**SUPPLIED RECORDS:**
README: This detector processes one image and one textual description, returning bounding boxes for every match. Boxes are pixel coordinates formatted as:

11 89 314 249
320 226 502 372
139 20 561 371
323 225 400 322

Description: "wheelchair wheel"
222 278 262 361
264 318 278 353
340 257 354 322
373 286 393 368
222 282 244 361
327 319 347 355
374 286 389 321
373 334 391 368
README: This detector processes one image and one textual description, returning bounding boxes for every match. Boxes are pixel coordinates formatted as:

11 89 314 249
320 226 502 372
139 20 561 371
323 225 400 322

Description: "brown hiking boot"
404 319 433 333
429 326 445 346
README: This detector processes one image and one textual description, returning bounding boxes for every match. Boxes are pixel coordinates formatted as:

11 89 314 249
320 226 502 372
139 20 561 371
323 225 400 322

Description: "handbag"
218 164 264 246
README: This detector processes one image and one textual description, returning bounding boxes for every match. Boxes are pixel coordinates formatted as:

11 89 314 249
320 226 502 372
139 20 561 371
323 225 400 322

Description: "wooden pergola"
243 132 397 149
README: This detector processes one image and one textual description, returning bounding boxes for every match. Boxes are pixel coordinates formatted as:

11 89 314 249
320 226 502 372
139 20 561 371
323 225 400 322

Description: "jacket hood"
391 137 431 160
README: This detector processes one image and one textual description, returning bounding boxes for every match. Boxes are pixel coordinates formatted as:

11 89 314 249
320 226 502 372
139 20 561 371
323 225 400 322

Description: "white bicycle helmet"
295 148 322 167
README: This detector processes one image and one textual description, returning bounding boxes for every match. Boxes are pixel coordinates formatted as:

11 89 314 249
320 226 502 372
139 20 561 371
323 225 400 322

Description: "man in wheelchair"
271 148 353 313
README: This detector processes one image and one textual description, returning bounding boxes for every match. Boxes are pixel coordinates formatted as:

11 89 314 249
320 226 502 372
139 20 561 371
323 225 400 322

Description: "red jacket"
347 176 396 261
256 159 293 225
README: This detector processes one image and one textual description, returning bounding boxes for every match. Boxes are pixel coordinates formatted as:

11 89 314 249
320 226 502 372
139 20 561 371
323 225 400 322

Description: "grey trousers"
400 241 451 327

**REQUEST:**
Collect every line of the records above that contains the string "wheelchair", and copy each one in full.

**THE OUTPUT:**
Description: "wheelchair wheel"
Description: "man in wheelchair"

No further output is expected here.